- _Work task_:
Your output should be the lines of the entries below, exactly, from the first one through the line that holds "Someone claims the balcony".

- _Records for the task_:
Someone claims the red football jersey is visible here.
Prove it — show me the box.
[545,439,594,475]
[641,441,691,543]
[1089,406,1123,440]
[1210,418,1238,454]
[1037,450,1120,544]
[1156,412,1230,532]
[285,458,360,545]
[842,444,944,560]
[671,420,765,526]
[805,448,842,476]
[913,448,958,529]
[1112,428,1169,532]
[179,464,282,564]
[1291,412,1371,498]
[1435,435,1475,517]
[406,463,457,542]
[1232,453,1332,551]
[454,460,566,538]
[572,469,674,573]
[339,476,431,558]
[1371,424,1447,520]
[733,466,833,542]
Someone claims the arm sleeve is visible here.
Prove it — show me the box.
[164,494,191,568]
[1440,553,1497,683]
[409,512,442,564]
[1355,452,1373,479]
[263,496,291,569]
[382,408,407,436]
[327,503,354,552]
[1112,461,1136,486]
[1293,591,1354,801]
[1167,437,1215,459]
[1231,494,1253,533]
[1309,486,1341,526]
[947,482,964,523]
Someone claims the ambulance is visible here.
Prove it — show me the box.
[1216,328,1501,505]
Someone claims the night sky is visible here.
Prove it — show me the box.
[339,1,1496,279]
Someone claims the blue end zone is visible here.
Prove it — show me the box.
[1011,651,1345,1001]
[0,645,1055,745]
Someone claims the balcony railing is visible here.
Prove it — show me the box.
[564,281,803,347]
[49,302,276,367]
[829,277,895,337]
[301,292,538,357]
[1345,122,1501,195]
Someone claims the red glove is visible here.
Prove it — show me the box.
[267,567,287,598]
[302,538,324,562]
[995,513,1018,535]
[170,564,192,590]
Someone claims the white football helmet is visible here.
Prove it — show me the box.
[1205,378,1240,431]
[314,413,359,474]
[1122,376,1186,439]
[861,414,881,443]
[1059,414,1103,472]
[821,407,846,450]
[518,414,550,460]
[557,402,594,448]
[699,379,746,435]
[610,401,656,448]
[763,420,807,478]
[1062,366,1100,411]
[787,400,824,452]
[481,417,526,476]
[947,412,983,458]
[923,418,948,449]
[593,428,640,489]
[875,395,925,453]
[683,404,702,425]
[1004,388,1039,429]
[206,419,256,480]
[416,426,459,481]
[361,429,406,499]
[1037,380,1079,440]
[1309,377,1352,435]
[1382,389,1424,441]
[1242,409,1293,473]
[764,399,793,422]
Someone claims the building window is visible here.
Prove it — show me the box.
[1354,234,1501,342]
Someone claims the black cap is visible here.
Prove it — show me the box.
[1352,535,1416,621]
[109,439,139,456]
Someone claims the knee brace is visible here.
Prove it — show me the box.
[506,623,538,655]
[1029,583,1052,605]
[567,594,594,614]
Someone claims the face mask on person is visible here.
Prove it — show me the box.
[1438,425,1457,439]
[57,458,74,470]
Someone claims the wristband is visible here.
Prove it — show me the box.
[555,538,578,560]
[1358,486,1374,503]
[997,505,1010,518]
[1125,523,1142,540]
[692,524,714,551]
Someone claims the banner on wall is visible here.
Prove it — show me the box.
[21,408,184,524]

- _Response below_:
Someone claims the red football jersey is visible here.
Prove it — show me the box.
[545,439,594,475]
[641,441,691,543]
[1089,406,1123,440]
[1210,418,1238,454]
[1037,450,1120,544]
[1156,412,1230,532]
[285,458,360,545]
[842,444,944,560]
[671,420,765,526]
[805,448,842,476]
[913,448,958,529]
[1112,428,1169,532]
[179,464,282,564]
[1291,412,1371,498]
[1435,435,1475,517]
[406,463,457,542]
[1232,453,1332,551]
[454,460,566,538]
[572,469,674,573]
[339,476,431,558]
[1371,424,1447,520]
[733,466,833,542]
Someone claims the arm sleeve is visible here.
Prove it — show me the box.
[164,494,191,568]
[1440,553,1497,683]
[409,512,442,564]
[1355,452,1373,479]
[263,496,291,569]
[382,408,407,436]
[327,503,354,552]
[1112,461,1136,486]
[1293,591,1354,801]
[1167,437,1215,459]
[1231,494,1253,533]
[1309,486,1341,526]
[947,482,964,523]
Someone claims the ambulance is visible here.
Prove it — show me the box.
[1216,328,1501,505]
Someone claims the night sky is visible here.
Prove it — show me the box.
[339,1,1496,279]
Someone claims the blue end zone is visible here.
Prove it — show me the box.
[1011,651,1345,1001]
[0,645,1055,745]
Someone claims the balcony railing is visible here.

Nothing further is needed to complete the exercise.